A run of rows
=-=-=

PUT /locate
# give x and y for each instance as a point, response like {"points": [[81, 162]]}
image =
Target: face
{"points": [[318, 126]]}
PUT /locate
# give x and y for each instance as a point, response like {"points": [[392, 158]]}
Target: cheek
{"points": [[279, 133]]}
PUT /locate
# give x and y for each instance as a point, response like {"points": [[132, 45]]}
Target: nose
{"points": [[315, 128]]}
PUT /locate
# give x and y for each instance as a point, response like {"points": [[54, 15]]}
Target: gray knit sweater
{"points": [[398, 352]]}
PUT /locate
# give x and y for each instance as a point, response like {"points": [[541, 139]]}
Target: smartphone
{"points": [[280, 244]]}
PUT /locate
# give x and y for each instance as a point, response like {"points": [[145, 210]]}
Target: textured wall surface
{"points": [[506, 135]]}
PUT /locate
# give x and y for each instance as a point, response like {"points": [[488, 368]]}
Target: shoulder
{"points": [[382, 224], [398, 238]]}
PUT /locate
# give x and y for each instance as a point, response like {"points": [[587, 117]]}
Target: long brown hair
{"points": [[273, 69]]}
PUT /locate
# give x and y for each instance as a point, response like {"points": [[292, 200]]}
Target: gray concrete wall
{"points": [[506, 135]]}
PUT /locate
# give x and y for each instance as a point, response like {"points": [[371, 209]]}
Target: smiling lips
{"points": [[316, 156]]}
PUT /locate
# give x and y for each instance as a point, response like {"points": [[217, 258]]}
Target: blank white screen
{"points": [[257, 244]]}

=-=-=

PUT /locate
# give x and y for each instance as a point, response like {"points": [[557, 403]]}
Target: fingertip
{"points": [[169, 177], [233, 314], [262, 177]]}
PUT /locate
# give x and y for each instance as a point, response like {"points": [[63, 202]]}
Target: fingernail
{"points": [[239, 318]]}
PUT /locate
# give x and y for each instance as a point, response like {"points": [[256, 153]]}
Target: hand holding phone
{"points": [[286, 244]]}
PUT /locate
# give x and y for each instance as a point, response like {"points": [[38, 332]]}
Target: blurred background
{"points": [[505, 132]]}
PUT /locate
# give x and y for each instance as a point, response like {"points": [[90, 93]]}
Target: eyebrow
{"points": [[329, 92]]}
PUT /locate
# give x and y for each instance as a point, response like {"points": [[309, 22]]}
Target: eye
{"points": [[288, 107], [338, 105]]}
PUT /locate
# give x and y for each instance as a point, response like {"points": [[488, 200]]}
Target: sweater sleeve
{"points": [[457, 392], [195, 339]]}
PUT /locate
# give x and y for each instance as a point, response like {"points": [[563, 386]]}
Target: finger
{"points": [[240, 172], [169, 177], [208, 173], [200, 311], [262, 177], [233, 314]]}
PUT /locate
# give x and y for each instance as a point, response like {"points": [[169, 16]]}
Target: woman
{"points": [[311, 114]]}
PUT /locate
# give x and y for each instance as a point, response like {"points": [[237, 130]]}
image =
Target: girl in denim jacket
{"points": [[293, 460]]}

=-=-=

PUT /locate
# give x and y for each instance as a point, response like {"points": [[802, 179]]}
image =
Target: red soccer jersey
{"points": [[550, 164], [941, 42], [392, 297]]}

=-=-=

- _REQUEST_: Report each line in the rows above that contains the string "sweater", copying each one in full. Matching is case-sensitive.

- _OUTPUT FOR THIS EXERCISE_:
Target: gray knit sweater
Target: sweater sleeve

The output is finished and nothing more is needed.